Task 1: In the passage on trauma-informed care and brain development, what does Dr. Bruce Perry's model say develops before the part of the brain involving words and analytical thinking?
Task 2: Carry the passage on trauma and brain development forward from its last sentence.

The Traumatic Stress Institute fosters the transformation of organizations and service systems to trauma-informed care (TIC) through the delivery of whole-system consultation, professional training, coaching, and research.

Dr. Bruce Perry, founder of the Child Trauma Academy (www.childtrauma.org), has been a pioneer in the study and treatment of traumatized children. His Neurosequential Model of Therapeutics teaches us that human brains develop and change sequentially. The lower part, which concerns the body, the danger response, and emotional reactions, develops before the higher part which involves words and analytical thinking. Effective use of the higher brain centers depend on development of the lower parts. Yet, most of our treatment with traumatized kids involves verbal, cognitive tasks.

Furthermore, brains develop and change in a use-dependent way. If you use a part more, it gets stronger. If you don’t use it, it withers away. What fires together wires together. If we want to change a child’s lower brain, we have to get her to use it. If you are mostly talking to her, you are not changing the lower part of her brain. Healing through talking and changed thinking will only truly take hold after lower parts of the brain heal.

In the early years of brain formation, patterns are set into the lower brain which determines our assumptions and expectations of life. If a child is hurt by people in the early years, they expect people to hurt by them from then on. Many repetitions are needed to change these previously learned associations.

This new understanding of the brain and how it changes opens exciting new avenues of healing for all treatment. Especially in congregate care programs, we have a “captive audience” and we can use things like recreational time for planful brain building. At the same time, we create new, more positive expectations of relationships. We can even change our clinical work to include more physical activity to open the deeper parts of the brain for influence.

So what is the radical significance of all this for our work?

The children in residential have almost all been wounded early in life, during the formation of the lower, bodily, emotional and danger-response parts of their brains. We must change their expectations of other humans. We want to pair human contact with positive emotions and good results, and to undo that old pairing of human contact and pain.

Material provided:
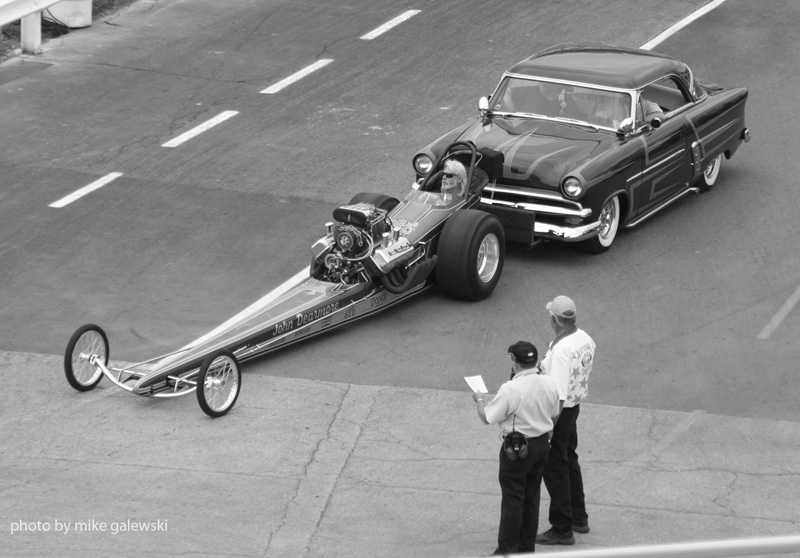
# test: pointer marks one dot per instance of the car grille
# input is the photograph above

Expected answer 1: The lower part of the brain, which concerns the body, the danger response, and emotional reactions.

Expected answer 2:
How do we engage the lower part of the brain to change it? We involved the child in physical activities with movement and rhythm. These could include music, dance, drumming, rocking, swings, tossing a ball back and forth, planting a garden, massage. We pair these activities with positive interactions with other people. We make sure they are fun and engaging and done in connection with adults.
What are implications of this? We have always maintained that the daily life in the milieu and the relationships with the mental health workers are powerful forces for change. Now we can see even more clearly that having fun with the children in physically engaged, active ways is one of the most effective things we can do to change their brains. And now we can do this more planfully and with targeted goals.

We want our children to associate human contact with pleasure and help. We want them to experience that life can be a fun, positive rewarding experience. We want them to know that when difficult things happen, you can turn to others for help and use your own skills to surmount them.

It is true, then, that our main function in treatment should be to help each kid have a great day. (Idea courtesy of Martha Holden, CARE project, Cornell Residential Care Project). Because having a great day will establish new patterns and templates in their brains. Having fun with staff, repeated many many times, will begin to change their expectations of interactions with others.

Another implication is this. As we know, our kids are acutely perceptive about other people’s moods and emotions. This also reflects their earliest brain development. They had to develop this perceptivity to stay alive and anticipate the next dangerous event. So they will know if the adult is actually engaged with them, actually having fun and feeling positive and affectionate. If the adult is distant, sarcastic, punishing or distracted and texting on their phone this will not change the child’s brain. In fact, this will confirm and further strengthen the negative patterns that are already established. So, in order to be successful in our change process, we need to take good care of our staff, so that they feel energetic, hopeful and available.

Isn’t this amazing? It turns out that having a lot of playful, energetic, engaged fun with the kids is one of the best thing we could possibly do! Get out that Wii and play Dance, Dance Revolution, and make sure the staff dance too, and laugh a lot…. Do it again and again. And you will be changing brains.